- [EXERCISE] Format the lines below as a numbered list, omitting blank lines and leaving out the pictures.

start ROWS

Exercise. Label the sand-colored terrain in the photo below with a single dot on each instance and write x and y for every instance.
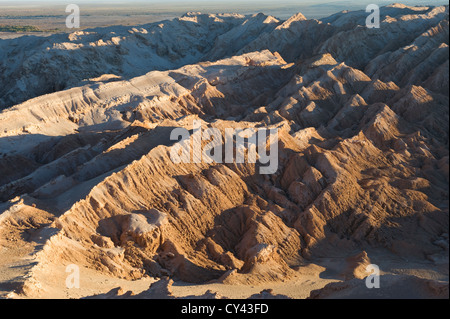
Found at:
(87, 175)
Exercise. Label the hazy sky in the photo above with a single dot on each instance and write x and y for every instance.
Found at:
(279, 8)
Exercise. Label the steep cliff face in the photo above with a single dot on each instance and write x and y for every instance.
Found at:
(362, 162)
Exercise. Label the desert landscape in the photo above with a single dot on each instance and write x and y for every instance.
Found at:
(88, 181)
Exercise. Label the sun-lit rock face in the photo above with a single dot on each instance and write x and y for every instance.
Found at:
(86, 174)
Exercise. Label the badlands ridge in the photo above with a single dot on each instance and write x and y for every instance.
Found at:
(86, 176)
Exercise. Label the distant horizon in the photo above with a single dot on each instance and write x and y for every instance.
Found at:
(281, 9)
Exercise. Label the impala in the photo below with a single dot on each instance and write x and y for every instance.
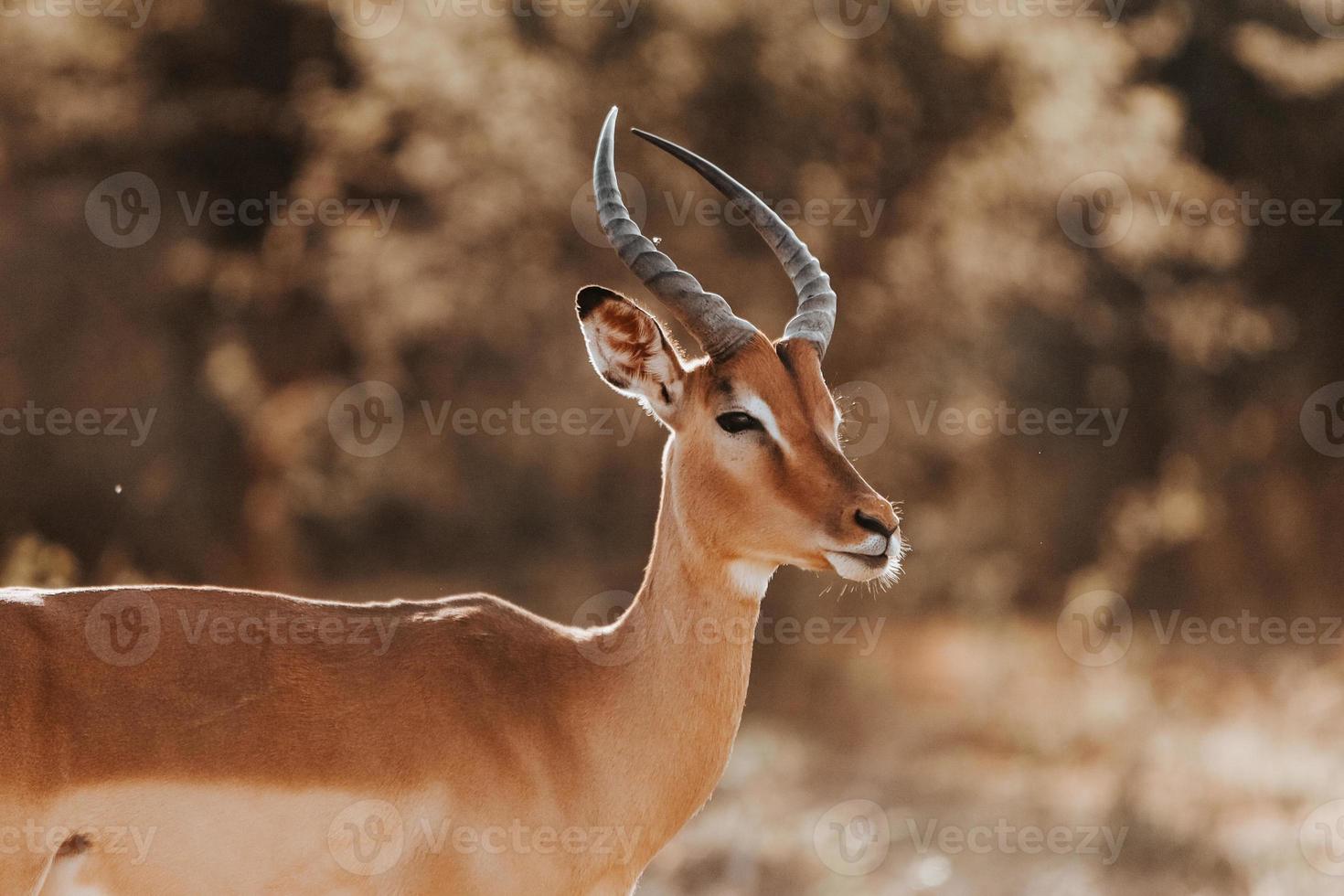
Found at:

end ROWS

- [ANSWER TO THE TASK]
1. Exercise. Label the sand-colored terrain in the photo below with a single dot on each instance and write x and y for every instance.
2. Found at:
3. (87, 175)
4. Exercise. Label the hazy sky in the photo above with a single dot on each instance and write x and y for every instance.
5. Found at:
6. (279, 8)
7. Exercise. Label the steep cliff face in the photo above with a single dot on each instance and write x and y for every instance.
8. Found at:
9. (362, 162)
10. Exercise. Label the desert landscape in the photo above with a single dot on each instance and write x and y for every instance.
11. Found at:
12. (88, 181)
13. Exercise. Label the sun-lit rock face in the photo above with a single dot on each instance and write x and y for every instance.
14. Found at:
15. (86, 174)
16. Exercise. Label the badlands ridge in the photo above with a single dot on each instance and write x and y for every instance.
17. Found at:
18. (86, 176)
19. Exercise. Label the distant horizon in the photo above with a single dot on each instance and write x and y for every instance.
20. Found at:
21. (281, 9)
22. Exercise. Label the impala in the photo below with a single dot on each instance and write x and y for every instance.
23. Found at:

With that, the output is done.